--- FRAGMENTO SELECCIONADO ---

Mágicas Ruinas
crónicas del siglo pasado

 


El pensamiento vivo de Graciela Borges
Revista Siete Días Ilustrados
29.12.1974

La popular actriz, una de las más bellas de la cinematografía argentina, cuenta cómo dejó de ser una muchachita flacuchenta y tímida. Juzga a Leonardo Favio y a Raúl de la Torre. Explica por qué desdeñó el mundo de la clase alta porteña y detalla sus fobias y preferencias.

Si para definir su trabajo artístico hubiera que recurrir a algún refrán de los que pululan dentro de la jerga popular, difícilmente pudiera encontrarse otro más ajustado que el itálico y transitado, "piano, piano... se va lontano". Proverbio aparte, lo cierto es que Graciela Borges, próxima a cumplir dos décadas en el métier cinematográfico, ha demostrado en sus sucesivos films —entre otros, Una cita con la vida, Fin de fiesta, La terraza, El jefe, Crónica de una señora, Heroína, Triángulo para cuatro— que para llegar a ser una excelente actriz, más que trabajar mucho hay que trabajar a fondo.

--- MATERIAL PROPORCIONADO ---
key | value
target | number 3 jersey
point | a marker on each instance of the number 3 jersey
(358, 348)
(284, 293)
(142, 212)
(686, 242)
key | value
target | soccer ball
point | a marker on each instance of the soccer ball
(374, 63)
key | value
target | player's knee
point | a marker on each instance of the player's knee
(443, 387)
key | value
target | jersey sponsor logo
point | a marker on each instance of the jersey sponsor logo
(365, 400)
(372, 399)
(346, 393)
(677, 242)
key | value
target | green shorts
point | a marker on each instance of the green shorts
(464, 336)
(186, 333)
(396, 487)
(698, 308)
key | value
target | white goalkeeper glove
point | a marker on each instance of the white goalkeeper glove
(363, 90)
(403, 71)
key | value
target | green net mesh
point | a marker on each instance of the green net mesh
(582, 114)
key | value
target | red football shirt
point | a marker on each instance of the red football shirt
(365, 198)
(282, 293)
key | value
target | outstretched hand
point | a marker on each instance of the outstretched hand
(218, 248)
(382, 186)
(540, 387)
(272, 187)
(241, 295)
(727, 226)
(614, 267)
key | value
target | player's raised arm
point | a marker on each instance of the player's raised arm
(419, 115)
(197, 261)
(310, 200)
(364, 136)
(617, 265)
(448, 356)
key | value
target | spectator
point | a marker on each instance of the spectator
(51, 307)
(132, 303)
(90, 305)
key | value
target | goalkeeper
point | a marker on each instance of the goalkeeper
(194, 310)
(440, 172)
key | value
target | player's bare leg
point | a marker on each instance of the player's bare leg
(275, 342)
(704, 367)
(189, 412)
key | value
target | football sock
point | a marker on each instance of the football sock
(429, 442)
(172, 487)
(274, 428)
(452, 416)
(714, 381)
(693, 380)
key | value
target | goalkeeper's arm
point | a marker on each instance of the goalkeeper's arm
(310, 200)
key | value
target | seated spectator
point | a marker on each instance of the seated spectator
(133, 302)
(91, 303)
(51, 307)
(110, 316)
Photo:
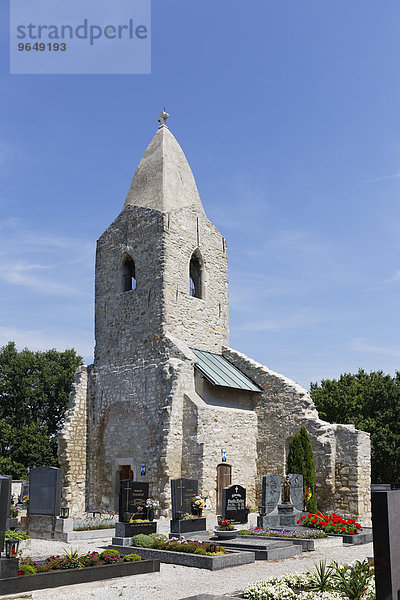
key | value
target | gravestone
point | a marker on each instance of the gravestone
(271, 492)
(386, 535)
(132, 500)
(5, 504)
(234, 504)
(296, 491)
(24, 490)
(182, 491)
(45, 487)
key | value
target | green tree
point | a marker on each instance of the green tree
(370, 401)
(34, 390)
(301, 460)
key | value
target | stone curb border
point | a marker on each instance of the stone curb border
(40, 581)
(212, 563)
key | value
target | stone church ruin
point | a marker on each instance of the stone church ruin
(166, 396)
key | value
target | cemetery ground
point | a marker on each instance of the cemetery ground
(177, 582)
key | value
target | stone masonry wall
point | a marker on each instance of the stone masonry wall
(201, 323)
(202, 429)
(353, 472)
(282, 409)
(72, 445)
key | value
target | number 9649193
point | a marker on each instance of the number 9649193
(42, 47)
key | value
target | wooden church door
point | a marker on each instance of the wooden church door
(224, 478)
(125, 472)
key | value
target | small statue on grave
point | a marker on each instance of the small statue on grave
(286, 490)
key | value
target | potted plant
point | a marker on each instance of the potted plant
(197, 505)
(225, 530)
(151, 506)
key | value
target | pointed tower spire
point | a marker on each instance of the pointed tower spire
(162, 119)
(163, 180)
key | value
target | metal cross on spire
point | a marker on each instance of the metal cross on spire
(162, 119)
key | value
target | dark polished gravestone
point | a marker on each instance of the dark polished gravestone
(234, 504)
(24, 490)
(132, 500)
(386, 535)
(297, 491)
(182, 491)
(8, 566)
(5, 504)
(45, 488)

--- HAZ ESTO ---
Transcribe del fragmento sobre Graciela Borges el pasaje que va desde "Mágicas Ruinas" hasta "fobias y preferencias.". Las filas provienen de otra fuente.

--- RESPUESTA ---
Mágicas Ruinas
crónicas del siglo pasado

 


El pensamiento vivo de Graciela Borges
Revista Siete Días Ilustrados
29.12.1974

La popular actriz, una de las más bellas de la cinematografía argentina, cuenta cómo dejó de ser una muchachita flacuchenta y tímida. Juzga a Leonardo Favio y a Raúl de la Torre. Explica por qué desdeñó el mundo de la clase alta porteña y detalla sus fobias y preferencias.